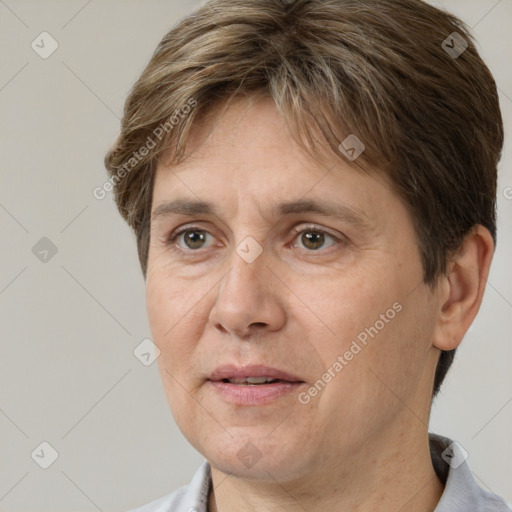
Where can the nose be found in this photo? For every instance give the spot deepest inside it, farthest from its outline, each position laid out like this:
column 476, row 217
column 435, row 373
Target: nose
column 248, row 300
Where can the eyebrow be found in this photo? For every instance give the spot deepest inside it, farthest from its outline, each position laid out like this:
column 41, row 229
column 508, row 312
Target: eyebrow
column 343, row 212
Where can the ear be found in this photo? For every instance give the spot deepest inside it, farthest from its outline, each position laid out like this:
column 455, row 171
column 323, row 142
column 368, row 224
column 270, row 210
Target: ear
column 461, row 290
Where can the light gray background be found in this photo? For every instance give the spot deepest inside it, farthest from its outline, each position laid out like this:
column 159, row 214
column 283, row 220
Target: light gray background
column 70, row 325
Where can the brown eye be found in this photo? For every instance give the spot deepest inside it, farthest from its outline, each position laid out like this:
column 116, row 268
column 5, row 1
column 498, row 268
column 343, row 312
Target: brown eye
column 313, row 239
column 193, row 238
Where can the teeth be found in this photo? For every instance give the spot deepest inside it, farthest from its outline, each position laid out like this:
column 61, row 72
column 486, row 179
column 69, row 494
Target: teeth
column 251, row 380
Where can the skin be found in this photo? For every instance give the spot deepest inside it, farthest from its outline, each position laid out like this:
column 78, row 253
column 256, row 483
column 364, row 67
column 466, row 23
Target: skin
column 361, row 443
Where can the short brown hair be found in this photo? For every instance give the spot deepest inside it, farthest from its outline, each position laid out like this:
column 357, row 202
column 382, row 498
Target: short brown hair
column 392, row 72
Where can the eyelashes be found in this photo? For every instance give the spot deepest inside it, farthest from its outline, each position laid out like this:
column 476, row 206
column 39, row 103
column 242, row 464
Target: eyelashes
column 324, row 236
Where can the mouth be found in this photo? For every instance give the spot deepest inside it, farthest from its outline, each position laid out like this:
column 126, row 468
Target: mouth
column 253, row 385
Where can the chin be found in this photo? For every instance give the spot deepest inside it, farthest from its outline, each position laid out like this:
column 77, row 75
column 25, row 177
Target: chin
column 256, row 457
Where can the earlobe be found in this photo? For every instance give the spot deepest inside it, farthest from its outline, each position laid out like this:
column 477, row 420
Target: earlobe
column 461, row 290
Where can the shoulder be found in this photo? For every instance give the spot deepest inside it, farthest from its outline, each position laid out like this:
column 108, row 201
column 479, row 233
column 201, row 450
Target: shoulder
column 188, row 498
column 461, row 491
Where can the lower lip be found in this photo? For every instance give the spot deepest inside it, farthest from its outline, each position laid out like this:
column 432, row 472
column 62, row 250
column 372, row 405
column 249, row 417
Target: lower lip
column 245, row 394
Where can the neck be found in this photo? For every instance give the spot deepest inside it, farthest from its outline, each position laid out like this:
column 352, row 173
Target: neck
column 398, row 476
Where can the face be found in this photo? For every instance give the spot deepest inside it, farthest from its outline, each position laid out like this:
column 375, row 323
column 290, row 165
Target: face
column 306, row 274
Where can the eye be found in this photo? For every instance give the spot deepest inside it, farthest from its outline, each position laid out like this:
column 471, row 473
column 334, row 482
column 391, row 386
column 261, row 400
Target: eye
column 314, row 238
column 193, row 239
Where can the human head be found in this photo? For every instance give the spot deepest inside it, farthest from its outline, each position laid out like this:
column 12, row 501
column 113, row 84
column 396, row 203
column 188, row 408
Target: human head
column 430, row 121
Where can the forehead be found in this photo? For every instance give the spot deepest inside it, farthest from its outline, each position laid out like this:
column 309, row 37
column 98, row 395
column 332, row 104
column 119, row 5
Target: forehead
column 246, row 152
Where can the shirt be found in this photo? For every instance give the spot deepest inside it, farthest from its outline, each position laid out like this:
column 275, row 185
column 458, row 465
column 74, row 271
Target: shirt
column 461, row 492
=======
Copy the records above verbatim, from the line with "Where can the mouth" up to and including the line with "column 245, row 394".

Where can the mouth be found in this photo? For every instance give the spot deepest inside it, farthest from its outline, each position laid out like this:
column 126, row 468
Target: mouth
column 253, row 385
Where can the chin be found in this photo? For every instance give the spot deepest inside it, farthest from its outline, each position laid out like this:
column 77, row 75
column 25, row 177
Target: chin
column 256, row 457
Where can the earlobe be found in this photo? For every instance give the spot deepest inside it, farthest from its outline, each position laid out like this:
column 477, row 420
Target: earlobe
column 461, row 290
Where can the shoulder be found in this photo? For every instance give the spot deepest inside it, farthest from its outline, each position laid out like this:
column 108, row 201
column 479, row 233
column 201, row 450
Target: shoulder
column 188, row 498
column 461, row 491
Where can the lower lip be found in this photo? For every instance give the spot deepest inside it, farthest from its outline, each position laid out like this:
column 432, row 472
column 62, row 250
column 372, row 405
column 249, row 417
Target: lower lip
column 245, row 394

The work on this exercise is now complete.